Start of EXERCISE MATERIALS

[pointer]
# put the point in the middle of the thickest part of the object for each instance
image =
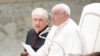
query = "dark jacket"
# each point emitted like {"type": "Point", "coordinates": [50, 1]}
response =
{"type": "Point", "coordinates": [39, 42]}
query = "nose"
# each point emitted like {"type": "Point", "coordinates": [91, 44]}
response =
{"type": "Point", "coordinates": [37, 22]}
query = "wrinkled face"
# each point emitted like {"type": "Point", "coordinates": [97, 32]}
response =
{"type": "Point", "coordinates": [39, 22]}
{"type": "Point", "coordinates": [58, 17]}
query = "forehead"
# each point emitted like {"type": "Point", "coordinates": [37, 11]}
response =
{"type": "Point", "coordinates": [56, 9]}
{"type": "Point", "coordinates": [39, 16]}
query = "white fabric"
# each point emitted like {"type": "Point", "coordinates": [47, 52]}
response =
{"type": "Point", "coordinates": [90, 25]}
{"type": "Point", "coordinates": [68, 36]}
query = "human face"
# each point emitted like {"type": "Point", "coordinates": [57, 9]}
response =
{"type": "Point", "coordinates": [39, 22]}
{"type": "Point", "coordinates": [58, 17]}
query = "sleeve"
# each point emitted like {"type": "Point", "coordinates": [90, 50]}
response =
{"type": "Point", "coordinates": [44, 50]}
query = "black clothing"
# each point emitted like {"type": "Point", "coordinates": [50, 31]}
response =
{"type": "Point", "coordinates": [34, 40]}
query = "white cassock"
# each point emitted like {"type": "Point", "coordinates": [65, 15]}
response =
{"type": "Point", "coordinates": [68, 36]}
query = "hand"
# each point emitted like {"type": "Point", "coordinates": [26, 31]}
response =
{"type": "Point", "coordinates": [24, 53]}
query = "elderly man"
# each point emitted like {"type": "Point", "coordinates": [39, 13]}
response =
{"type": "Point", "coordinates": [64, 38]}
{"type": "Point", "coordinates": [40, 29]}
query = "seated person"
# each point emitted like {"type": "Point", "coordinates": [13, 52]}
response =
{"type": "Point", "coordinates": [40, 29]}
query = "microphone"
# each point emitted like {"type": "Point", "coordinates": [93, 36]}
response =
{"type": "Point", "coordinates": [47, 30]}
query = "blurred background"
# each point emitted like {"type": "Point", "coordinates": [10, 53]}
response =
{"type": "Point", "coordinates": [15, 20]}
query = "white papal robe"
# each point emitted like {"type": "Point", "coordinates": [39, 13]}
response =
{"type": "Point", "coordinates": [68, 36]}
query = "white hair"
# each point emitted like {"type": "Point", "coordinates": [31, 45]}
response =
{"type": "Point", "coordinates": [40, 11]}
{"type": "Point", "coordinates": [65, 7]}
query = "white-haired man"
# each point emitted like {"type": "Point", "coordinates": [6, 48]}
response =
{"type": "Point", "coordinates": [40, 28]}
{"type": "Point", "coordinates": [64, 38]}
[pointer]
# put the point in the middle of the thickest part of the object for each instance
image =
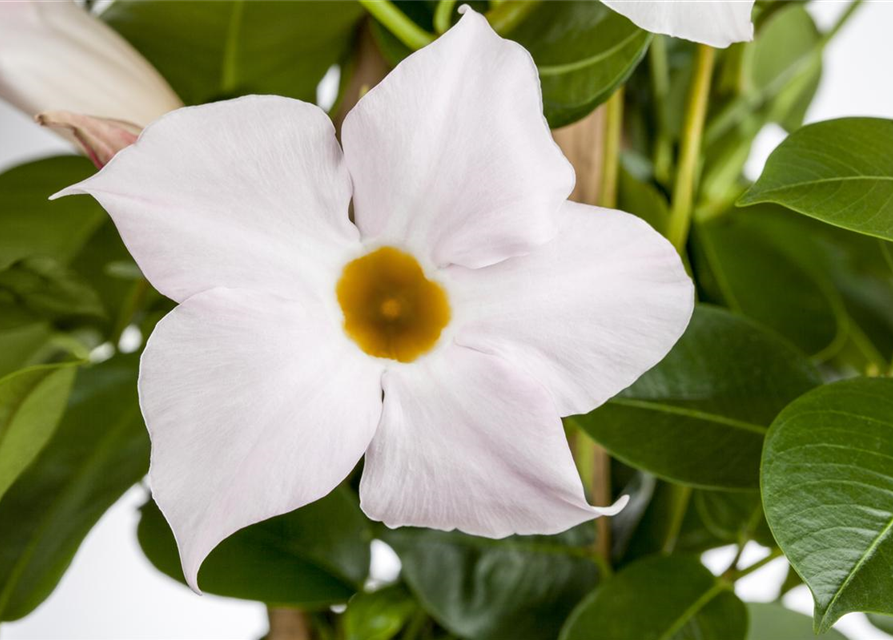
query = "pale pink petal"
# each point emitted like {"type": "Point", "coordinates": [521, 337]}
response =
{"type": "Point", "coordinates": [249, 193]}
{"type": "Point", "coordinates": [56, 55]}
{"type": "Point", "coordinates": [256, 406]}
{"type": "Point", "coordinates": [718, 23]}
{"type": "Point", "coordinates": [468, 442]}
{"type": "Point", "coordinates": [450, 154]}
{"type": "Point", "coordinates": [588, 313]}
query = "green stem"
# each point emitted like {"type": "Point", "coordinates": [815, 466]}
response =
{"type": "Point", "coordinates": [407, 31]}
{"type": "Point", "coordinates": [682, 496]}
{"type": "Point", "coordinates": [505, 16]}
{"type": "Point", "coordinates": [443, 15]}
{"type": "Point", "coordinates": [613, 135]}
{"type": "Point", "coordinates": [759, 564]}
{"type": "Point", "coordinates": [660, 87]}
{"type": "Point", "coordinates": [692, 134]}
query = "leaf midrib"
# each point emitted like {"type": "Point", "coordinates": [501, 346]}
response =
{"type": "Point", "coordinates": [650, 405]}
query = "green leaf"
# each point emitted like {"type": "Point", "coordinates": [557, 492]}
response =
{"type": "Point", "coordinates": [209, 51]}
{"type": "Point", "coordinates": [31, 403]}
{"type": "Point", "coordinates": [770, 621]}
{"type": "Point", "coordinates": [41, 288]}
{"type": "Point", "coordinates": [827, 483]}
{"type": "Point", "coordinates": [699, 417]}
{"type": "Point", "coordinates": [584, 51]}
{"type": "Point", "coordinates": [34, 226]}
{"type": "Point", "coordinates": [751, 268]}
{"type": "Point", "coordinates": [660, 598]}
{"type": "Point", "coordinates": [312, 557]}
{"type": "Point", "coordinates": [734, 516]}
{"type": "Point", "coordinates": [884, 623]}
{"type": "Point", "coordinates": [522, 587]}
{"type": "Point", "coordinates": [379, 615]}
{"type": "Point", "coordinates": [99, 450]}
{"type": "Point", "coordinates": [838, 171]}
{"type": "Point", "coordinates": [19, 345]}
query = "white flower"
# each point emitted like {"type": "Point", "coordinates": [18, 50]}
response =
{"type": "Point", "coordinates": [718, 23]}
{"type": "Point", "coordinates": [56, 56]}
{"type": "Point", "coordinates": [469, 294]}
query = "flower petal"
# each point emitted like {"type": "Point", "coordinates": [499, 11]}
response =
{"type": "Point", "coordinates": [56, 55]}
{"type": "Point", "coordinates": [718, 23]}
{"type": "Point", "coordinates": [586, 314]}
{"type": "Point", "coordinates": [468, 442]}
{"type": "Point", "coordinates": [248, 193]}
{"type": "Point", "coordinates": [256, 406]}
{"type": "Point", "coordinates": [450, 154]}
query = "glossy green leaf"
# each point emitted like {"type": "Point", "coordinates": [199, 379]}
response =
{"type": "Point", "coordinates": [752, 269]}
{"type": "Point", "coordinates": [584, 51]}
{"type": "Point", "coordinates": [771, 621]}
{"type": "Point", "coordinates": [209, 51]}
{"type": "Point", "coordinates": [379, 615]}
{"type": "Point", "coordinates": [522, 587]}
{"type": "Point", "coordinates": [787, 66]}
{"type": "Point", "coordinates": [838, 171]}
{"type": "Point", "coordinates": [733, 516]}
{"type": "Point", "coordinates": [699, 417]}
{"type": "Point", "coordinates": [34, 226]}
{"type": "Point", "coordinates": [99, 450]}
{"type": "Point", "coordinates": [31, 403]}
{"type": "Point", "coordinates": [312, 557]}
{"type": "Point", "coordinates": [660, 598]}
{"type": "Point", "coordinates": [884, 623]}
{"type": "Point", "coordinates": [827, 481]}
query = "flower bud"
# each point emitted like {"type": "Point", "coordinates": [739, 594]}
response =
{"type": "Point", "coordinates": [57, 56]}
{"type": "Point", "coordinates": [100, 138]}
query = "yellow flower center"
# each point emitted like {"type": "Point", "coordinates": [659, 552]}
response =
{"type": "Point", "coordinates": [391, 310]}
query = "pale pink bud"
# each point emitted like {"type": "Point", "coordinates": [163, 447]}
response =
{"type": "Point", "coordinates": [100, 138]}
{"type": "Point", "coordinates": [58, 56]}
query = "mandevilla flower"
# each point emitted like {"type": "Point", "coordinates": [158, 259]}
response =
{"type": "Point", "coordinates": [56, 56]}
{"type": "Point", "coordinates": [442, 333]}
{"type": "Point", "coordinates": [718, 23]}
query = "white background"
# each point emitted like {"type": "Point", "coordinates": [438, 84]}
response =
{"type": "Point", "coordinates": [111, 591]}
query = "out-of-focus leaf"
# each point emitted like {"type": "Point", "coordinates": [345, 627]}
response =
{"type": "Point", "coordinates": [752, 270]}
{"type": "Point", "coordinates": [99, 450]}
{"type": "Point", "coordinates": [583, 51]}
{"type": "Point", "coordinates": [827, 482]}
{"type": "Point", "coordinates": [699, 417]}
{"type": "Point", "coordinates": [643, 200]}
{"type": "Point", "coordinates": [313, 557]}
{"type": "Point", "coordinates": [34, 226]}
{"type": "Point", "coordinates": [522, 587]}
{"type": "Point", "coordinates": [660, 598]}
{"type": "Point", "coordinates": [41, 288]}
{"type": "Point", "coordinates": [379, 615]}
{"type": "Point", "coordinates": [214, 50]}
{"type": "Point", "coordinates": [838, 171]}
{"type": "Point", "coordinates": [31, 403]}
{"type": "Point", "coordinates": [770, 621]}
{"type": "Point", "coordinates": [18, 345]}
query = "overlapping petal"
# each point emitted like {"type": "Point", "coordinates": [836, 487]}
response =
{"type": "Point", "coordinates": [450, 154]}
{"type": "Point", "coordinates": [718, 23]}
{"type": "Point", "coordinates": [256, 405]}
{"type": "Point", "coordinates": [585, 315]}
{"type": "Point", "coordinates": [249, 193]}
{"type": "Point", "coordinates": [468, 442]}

End of EXERCISE MATERIALS

AIM OF THE EXERCISE —
Locate every line in the items above that contains the string "petal" and copy each one. Matching is case-sensitive.

THE ANSWER —
query = "pale pink petal"
query = "flower petal"
query = "overlapping petal"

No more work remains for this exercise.